_Tujuan Tugas a_: Salin bagian ulasan film Prince Caspian persis sama, dimulai dengan "Friday, September 28, 2012" dan berlanjut sampai "- Prince Caspian)".
........
Friday, September 28, 2012

Walking Through The Dessert


"Aslan, why wouldn't you show yourself? Why couldn't you come roaring in and save us like last time" (The Chronicles of Narnia - Prince Caspian)

Guys, udah nonton seri The Chronicles of Narnia yang terbaru, "The Voyage of the Dawn Treader"? Gw belom. Malahan gw baru kemarin nonton dengan lengkap seri kedua-nya " Prince Caspian" di salah satu stasiun TV (sedih yah hidup gw? Biarin ;b). Sebenarnya sih ade' gw udah pernah beli DVD bajakan nya (jangan ditiru) nggak berapa lama setelah seri ini keluar. Tapi berhubung DVD bajakan plus masih baru, alhasil nontonnya butuh perjuangan keras. Perjuangan keras memicingkan mata karena gambarnya gelap banget sehingga gw mulai mengira mengalami katarak dini (terutama bagian awal film), suara kresek-kresek, plus text yang nggak sinkron. Setelah beberapa menit mencoba berjuang dan terasa tidak menyenangkan, gw memutuskan untuk menyudahi penderitaan gw dan menonton DVD bajakan lainnya (teteup bajakan, sekali lagi jangan ditiru! ;b). Thanks to RCTI akhirnya gw bisa nonton film ini dengan lebih nyaman :).  And as some of you know, I consider movies seriously. Nonton film bagi gw bukan cuma sekedar refreshing, tapi juga refleksi (tanpa pijat) dan pembelajaran hidup. Nah kali ini,gw mau share apa yang gw dapat dari The Chronicles of Narnia - Prince Caspian.
........
_Tujuan Tugas b_: Tulis ulang entri di bawah, dimulai dengan baris yang memuat "Looking at the image above, tell me: is any damaged" dan berlanjut sampai baris yang memuat "xmin=0 ymin=26 xmax=81 ymax=64", kedua baris itu ikut, beserta permintaannya, dengan setiap angka koordinat pada jawaban ditambah 88. Berikan hanya baris-baris tersebut.

_Cuplikan Data_:
........
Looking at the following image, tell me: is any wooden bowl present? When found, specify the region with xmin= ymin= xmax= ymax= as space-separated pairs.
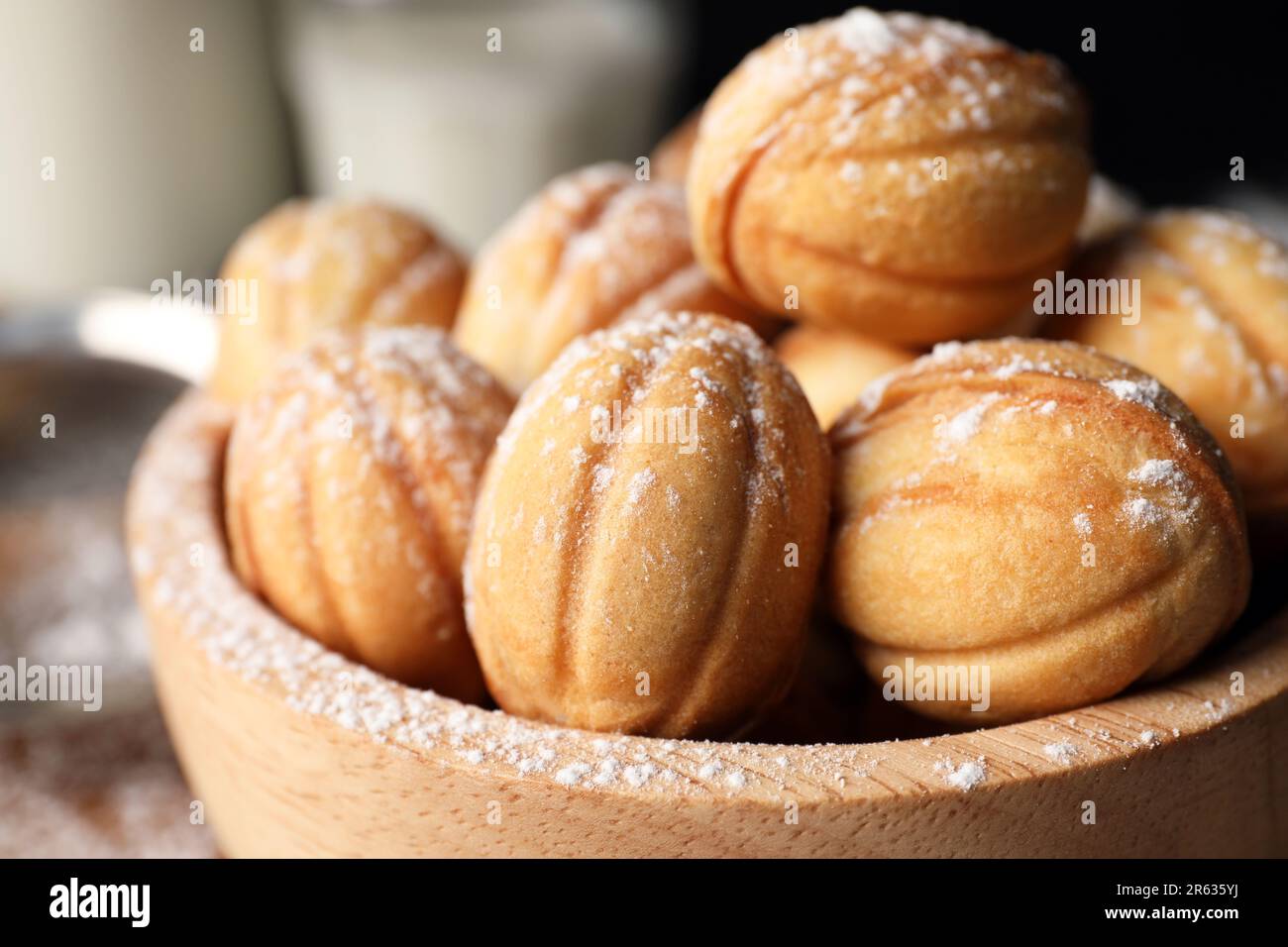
xmin=128 ymin=393 xmax=1288 ymax=857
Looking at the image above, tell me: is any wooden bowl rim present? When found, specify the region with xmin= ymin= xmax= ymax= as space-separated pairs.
xmin=126 ymin=389 xmax=1288 ymax=808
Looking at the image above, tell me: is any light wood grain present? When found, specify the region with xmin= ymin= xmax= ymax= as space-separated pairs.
xmin=128 ymin=394 xmax=1288 ymax=857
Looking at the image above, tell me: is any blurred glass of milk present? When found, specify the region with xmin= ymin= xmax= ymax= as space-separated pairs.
xmin=280 ymin=0 xmax=683 ymax=249
xmin=0 ymin=0 xmax=292 ymax=304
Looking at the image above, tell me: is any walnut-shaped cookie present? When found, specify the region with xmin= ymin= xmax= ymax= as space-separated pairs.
xmin=454 ymin=163 xmax=776 ymax=393
xmin=210 ymin=198 xmax=465 ymax=402
xmin=226 ymin=327 xmax=511 ymax=701
xmin=827 ymin=339 xmax=1250 ymax=724
xmin=687 ymin=9 xmax=1091 ymax=346
xmin=465 ymin=313 xmax=829 ymax=737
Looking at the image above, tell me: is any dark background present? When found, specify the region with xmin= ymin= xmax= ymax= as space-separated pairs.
xmin=674 ymin=0 xmax=1288 ymax=205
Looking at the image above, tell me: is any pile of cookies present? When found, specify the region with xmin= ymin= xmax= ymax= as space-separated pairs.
xmin=211 ymin=9 xmax=1288 ymax=738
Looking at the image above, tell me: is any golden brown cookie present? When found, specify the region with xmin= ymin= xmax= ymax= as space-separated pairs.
xmin=455 ymin=163 xmax=768 ymax=393
xmin=467 ymin=313 xmax=829 ymax=737
xmin=210 ymin=200 xmax=465 ymax=402
xmin=827 ymin=339 xmax=1250 ymax=724
xmin=226 ymin=326 xmax=510 ymax=701
xmin=688 ymin=9 xmax=1091 ymax=344
xmin=1050 ymin=211 xmax=1288 ymax=546
xmin=774 ymin=326 xmax=917 ymax=430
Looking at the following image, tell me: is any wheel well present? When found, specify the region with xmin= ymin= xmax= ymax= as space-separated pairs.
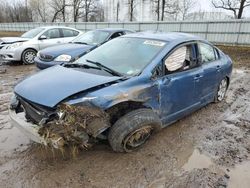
xmin=106 ymin=101 xmax=150 ymax=125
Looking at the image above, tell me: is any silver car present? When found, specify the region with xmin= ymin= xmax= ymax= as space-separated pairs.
xmin=0 ymin=26 xmax=82 ymax=64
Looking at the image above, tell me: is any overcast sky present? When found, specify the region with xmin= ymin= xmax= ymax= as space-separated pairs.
xmin=195 ymin=0 xmax=250 ymax=17
xmin=4 ymin=0 xmax=250 ymax=17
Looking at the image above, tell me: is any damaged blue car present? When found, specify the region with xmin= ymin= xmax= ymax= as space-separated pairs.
xmin=9 ymin=32 xmax=232 ymax=152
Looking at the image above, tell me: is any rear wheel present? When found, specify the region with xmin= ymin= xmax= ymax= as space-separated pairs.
xmin=215 ymin=78 xmax=228 ymax=102
xmin=22 ymin=49 xmax=37 ymax=65
xmin=108 ymin=109 xmax=161 ymax=152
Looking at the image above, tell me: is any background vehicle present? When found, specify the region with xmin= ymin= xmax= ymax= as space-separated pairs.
xmin=35 ymin=28 xmax=134 ymax=69
xmin=10 ymin=32 xmax=232 ymax=152
xmin=0 ymin=26 xmax=81 ymax=64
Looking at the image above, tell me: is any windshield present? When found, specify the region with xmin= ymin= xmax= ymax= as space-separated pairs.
xmin=72 ymin=31 xmax=109 ymax=45
xmin=21 ymin=27 xmax=44 ymax=39
xmin=75 ymin=37 xmax=166 ymax=76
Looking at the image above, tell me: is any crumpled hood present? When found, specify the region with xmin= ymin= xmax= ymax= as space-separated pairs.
xmin=14 ymin=66 xmax=120 ymax=107
xmin=39 ymin=43 xmax=94 ymax=57
xmin=0 ymin=37 xmax=30 ymax=44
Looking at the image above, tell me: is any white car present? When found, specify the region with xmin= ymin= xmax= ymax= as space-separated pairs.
xmin=0 ymin=26 xmax=82 ymax=64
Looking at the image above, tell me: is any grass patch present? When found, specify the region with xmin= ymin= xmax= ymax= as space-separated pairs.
xmin=218 ymin=46 xmax=250 ymax=68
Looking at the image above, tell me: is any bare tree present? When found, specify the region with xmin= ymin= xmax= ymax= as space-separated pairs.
xmin=128 ymin=0 xmax=138 ymax=22
xmin=29 ymin=0 xmax=50 ymax=22
xmin=116 ymin=1 xmax=120 ymax=22
xmin=71 ymin=0 xmax=82 ymax=22
xmin=179 ymin=0 xmax=197 ymax=20
xmin=153 ymin=0 xmax=179 ymax=21
xmin=212 ymin=0 xmax=250 ymax=19
xmin=50 ymin=0 xmax=67 ymax=22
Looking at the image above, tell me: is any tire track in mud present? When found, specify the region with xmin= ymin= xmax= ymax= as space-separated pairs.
xmin=0 ymin=66 xmax=250 ymax=188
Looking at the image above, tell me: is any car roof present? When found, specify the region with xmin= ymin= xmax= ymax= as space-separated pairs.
xmin=122 ymin=31 xmax=202 ymax=42
xmin=40 ymin=26 xmax=78 ymax=31
xmin=96 ymin=28 xmax=135 ymax=33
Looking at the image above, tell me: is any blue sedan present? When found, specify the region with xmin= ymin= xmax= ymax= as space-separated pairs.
xmin=34 ymin=28 xmax=134 ymax=69
xmin=10 ymin=32 xmax=232 ymax=152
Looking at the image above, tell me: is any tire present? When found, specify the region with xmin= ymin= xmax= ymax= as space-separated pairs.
xmin=215 ymin=78 xmax=228 ymax=102
xmin=108 ymin=108 xmax=161 ymax=152
xmin=21 ymin=49 xmax=37 ymax=65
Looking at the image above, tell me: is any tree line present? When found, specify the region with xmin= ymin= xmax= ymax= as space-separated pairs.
xmin=0 ymin=0 xmax=250 ymax=22
xmin=0 ymin=0 xmax=104 ymax=22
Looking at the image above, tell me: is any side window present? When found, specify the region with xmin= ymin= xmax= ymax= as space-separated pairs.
xmin=164 ymin=44 xmax=196 ymax=73
xmin=62 ymin=29 xmax=79 ymax=37
xmin=43 ymin=29 xmax=61 ymax=39
xmin=110 ymin=32 xmax=123 ymax=39
xmin=199 ymin=43 xmax=216 ymax=63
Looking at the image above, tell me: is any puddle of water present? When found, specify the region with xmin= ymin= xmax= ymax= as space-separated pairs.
xmin=182 ymin=149 xmax=213 ymax=171
xmin=228 ymin=161 xmax=250 ymax=188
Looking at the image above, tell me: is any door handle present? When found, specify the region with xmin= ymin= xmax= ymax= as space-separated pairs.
xmin=194 ymin=74 xmax=203 ymax=80
xmin=162 ymin=77 xmax=171 ymax=85
xmin=216 ymin=65 xmax=221 ymax=72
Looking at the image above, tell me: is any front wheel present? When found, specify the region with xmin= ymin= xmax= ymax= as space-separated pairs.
xmin=22 ymin=49 xmax=37 ymax=65
xmin=108 ymin=109 xmax=161 ymax=152
xmin=215 ymin=78 xmax=228 ymax=102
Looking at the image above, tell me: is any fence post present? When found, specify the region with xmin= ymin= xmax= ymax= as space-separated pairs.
xmin=236 ymin=20 xmax=243 ymax=44
xmin=205 ymin=21 xmax=209 ymax=40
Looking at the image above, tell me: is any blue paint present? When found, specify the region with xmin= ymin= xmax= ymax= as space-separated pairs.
xmin=15 ymin=33 xmax=232 ymax=126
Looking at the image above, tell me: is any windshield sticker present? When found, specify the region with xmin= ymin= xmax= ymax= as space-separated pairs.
xmin=143 ymin=40 xmax=166 ymax=46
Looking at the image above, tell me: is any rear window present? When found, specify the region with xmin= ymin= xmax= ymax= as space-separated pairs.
xmin=62 ymin=29 xmax=79 ymax=37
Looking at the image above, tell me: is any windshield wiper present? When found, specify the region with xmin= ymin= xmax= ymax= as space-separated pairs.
xmin=73 ymin=42 xmax=89 ymax=45
xmin=63 ymin=63 xmax=100 ymax=70
xmin=86 ymin=59 xmax=124 ymax=77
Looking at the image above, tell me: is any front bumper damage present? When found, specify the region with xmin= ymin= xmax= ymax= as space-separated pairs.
........
_Jawaban a_:
Friday, September 28, 2012

Walking Through The Dessert


"Aslan, why wouldn't you show yourself? Why couldn't you come roaring in and save us like last time" (The Chronicles of Narnia - Prince Caspian)

_Jawaban b_:
Looking at the image above, tell me: is any damaged blue car present? When found, specify the region with xmin= ymin= xmax= ymax= as space-separated pairs.
xmin=97 ymin=120 xmax=320 ymax=240
Looking at the image above, tell me: is any rear wheel present? When found, specify the region with xmin= ymin= xmax= ymax= as space-separated pairs.
xmin=303 ymin=166 xmax=316 ymax=190
xmin=110 ymin=137 xmax=125 ymax=153
xmin=196 ymin=197 xmax=249 ymax=240
Looking at the image above, tell me: is any background vehicle present? When found, specify the region with xmin= ymin= xmax= ymax= as space-separated pairs.
xmin=123 ymin=116 xmax=222 ymax=157
xmin=98 ymin=120 xmax=320 ymax=240
xmin=88 ymin=114 xmax=169 ymax=152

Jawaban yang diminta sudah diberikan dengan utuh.